• _Records provided_

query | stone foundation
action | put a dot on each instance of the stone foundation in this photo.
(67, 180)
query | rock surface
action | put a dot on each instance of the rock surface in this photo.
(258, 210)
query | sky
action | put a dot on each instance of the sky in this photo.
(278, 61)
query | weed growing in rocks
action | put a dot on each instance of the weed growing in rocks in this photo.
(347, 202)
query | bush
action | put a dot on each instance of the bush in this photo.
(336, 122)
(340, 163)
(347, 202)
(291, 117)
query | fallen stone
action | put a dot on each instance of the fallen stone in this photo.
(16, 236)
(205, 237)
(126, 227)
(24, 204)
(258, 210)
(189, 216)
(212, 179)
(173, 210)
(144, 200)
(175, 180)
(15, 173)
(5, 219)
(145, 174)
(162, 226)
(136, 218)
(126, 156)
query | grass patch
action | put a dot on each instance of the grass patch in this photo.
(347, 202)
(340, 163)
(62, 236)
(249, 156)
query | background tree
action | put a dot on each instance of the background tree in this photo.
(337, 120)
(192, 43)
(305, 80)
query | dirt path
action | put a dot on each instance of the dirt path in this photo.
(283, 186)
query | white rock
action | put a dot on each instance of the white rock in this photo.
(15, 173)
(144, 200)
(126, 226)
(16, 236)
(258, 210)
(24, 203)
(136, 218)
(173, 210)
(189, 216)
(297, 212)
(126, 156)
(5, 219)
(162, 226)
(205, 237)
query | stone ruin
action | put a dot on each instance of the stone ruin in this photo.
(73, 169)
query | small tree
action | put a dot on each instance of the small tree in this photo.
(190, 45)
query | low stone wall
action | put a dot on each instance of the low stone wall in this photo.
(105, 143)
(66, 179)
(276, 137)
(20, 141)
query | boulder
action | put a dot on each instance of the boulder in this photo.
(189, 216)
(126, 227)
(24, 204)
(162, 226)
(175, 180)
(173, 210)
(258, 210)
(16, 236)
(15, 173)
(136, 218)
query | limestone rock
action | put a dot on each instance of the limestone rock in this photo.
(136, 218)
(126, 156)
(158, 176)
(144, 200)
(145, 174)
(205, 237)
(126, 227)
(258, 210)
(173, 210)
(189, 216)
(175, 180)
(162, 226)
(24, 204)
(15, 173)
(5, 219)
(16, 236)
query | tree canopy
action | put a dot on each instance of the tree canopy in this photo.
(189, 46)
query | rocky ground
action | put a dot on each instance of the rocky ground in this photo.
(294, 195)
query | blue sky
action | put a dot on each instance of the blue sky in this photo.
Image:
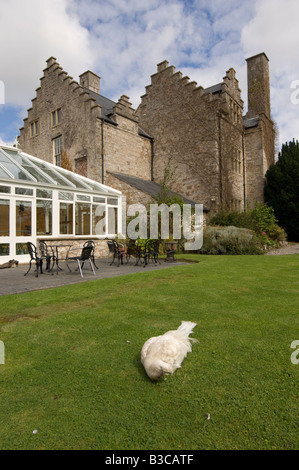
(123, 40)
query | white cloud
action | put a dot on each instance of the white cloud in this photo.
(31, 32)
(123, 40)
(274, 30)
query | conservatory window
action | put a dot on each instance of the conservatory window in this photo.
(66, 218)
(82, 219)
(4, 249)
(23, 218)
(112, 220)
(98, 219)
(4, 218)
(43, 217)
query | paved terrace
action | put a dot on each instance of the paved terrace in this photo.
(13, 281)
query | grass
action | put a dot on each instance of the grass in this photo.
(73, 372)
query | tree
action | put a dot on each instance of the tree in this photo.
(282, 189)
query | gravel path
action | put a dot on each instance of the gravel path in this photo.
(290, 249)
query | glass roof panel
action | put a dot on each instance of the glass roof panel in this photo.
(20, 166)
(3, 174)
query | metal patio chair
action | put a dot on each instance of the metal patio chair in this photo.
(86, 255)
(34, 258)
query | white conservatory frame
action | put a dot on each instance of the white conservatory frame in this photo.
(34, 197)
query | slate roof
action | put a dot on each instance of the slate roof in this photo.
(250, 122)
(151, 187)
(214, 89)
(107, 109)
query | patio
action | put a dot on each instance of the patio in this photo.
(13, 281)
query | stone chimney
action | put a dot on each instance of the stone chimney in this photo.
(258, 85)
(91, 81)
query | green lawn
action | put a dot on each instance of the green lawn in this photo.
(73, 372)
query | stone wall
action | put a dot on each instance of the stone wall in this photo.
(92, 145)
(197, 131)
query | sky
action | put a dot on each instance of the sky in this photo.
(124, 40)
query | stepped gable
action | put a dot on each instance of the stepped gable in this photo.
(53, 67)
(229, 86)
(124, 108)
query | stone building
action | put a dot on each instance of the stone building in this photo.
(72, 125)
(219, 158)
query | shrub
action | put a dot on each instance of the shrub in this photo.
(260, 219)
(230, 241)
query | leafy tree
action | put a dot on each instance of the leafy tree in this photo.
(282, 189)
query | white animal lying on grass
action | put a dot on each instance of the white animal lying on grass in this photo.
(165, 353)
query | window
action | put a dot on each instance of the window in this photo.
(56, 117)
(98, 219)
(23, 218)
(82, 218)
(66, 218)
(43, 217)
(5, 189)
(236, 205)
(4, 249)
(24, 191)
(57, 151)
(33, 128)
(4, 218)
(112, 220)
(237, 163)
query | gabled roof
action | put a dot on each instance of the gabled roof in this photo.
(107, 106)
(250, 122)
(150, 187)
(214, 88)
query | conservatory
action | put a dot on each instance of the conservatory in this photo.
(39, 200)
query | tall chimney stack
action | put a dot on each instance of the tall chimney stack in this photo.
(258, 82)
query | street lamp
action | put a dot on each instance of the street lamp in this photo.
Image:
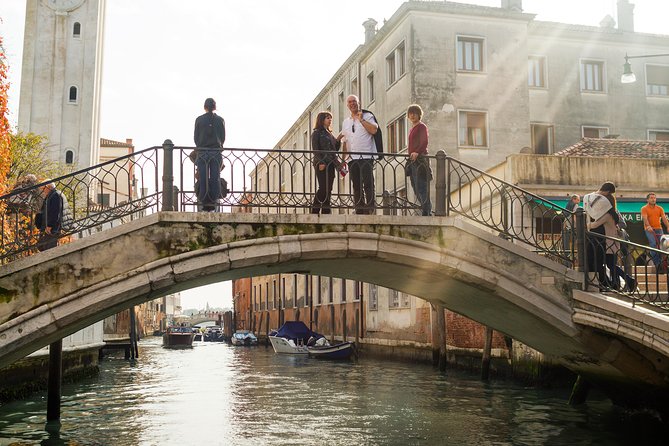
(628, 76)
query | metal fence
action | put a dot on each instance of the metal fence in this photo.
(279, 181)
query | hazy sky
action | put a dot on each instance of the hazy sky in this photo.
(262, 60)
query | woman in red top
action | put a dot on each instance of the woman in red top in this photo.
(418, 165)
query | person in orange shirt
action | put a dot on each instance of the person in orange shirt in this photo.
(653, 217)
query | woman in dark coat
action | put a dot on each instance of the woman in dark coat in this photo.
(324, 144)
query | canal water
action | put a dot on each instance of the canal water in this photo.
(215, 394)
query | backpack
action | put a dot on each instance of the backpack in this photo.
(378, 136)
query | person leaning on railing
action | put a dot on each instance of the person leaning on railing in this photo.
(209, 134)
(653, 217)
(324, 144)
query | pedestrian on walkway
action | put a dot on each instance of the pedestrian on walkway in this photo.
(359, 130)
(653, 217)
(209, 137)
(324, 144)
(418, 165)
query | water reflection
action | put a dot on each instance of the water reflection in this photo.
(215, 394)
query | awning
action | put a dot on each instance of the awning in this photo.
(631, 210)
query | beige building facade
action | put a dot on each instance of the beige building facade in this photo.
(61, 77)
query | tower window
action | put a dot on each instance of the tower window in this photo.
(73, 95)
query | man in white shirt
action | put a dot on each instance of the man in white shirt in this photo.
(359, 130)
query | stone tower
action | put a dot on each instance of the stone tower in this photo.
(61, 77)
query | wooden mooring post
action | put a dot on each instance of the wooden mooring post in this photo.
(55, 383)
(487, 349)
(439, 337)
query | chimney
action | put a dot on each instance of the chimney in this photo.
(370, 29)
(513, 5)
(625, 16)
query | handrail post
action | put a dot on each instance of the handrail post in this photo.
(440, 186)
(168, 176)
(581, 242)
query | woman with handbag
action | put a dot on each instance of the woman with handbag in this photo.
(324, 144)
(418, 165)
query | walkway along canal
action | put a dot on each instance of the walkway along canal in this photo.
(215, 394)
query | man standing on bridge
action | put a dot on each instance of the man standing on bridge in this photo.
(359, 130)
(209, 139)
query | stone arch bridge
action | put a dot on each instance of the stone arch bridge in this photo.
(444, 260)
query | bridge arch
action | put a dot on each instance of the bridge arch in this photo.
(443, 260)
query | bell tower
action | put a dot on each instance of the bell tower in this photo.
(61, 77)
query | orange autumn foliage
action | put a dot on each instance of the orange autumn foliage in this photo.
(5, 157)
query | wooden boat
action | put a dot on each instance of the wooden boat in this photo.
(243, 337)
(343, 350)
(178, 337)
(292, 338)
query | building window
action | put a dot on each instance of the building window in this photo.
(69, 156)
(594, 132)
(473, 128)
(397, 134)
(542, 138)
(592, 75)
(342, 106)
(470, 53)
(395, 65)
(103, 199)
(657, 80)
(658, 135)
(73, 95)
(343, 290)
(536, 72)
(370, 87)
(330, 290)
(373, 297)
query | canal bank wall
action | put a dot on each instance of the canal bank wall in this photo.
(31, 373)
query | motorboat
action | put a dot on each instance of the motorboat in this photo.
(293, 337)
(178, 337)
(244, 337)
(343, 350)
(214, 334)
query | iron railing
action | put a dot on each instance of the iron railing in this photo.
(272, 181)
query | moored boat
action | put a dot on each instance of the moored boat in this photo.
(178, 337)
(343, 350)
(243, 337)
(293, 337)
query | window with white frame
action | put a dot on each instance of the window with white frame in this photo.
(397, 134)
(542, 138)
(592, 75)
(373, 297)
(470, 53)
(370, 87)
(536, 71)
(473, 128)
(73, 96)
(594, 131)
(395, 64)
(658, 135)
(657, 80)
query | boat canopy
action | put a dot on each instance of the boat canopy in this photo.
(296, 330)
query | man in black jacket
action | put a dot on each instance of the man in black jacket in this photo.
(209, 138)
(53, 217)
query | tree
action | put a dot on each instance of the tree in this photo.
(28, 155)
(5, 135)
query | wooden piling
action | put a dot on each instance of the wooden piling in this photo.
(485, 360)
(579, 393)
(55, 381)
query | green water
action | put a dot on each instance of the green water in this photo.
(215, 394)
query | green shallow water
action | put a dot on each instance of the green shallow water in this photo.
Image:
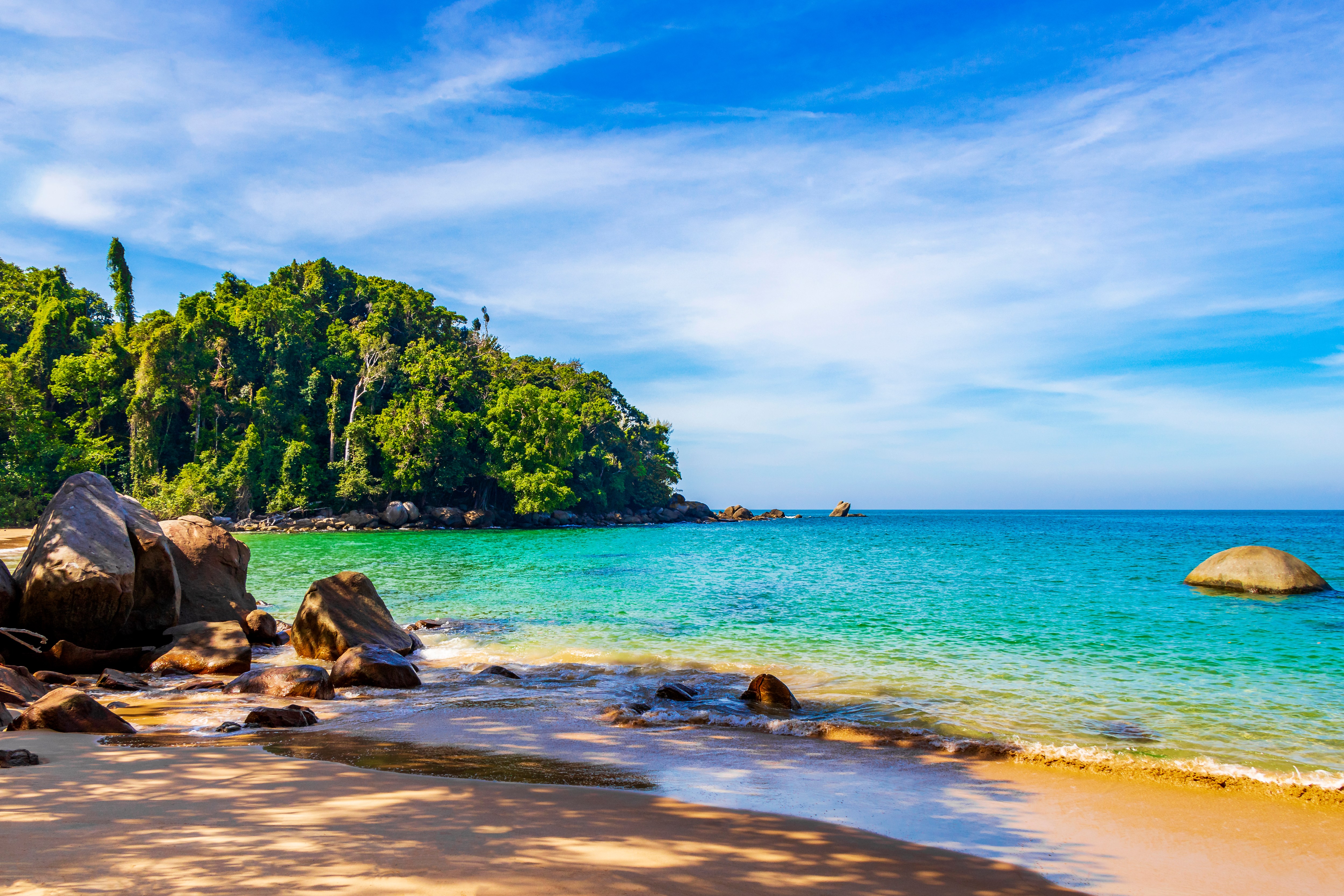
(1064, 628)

• _Short problem_
All lines from the one containing "query | building window" through the end of the data are to be written out exactly, with nothing added; skip the pictures.

• _Full response_
query | building window
action | put a dot on each instance of the building window in this photo.
(69, 156)
(594, 132)
(473, 128)
(397, 134)
(542, 138)
(592, 75)
(342, 106)
(470, 53)
(395, 65)
(103, 199)
(657, 80)
(658, 135)
(73, 95)
(343, 290)
(536, 72)
(370, 87)
(330, 290)
(373, 297)
query | canal bank wall
action | put a dot on each instance of the canal bank wall in this photo.
(31, 373)
query | motorboat
action | put a dot on each instance of the motorboat in this photo.
(293, 337)
(178, 337)
(244, 337)
(343, 350)
(214, 334)
query | iron railing
action | put a dot on each instance of the iron railing in this photo.
(272, 181)
query | moored boat
action | put a dot on each instance of the moored boat in this photo.
(178, 337)
(343, 350)
(243, 337)
(293, 337)
query | window with white frame
action | put a dot on each instance of the window with white frame in this photo.
(397, 134)
(542, 138)
(592, 75)
(373, 297)
(470, 53)
(370, 87)
(536, 71)
(473, 128)
(73, 96)
(594, 131)
(395, 64)
(658, 135)
(657, 80)
query | boat canopy
action | put a dot on each instance of the boat canopy in this photo.
(296, 330)
query | man in black jacket
action | put a dot on each instance of the man in black jacket in this photo.
(209, 138)
(53, 217)
query | tree
action | put a dot on each instance of the tree in this photo.
(28, 155)
(5, 135)
query | wooden piling
action | put a dot on each instance of the wooden piling in this photo.
(485, 360)
(579, 393)
(55, 381)
query | green water
action | put a dot on each instance of the green water in this photo.
(215, 394)
query | green shallow water
action | put a dot on each instance of the green shallow water in this photo.
Image:
(1064, 628)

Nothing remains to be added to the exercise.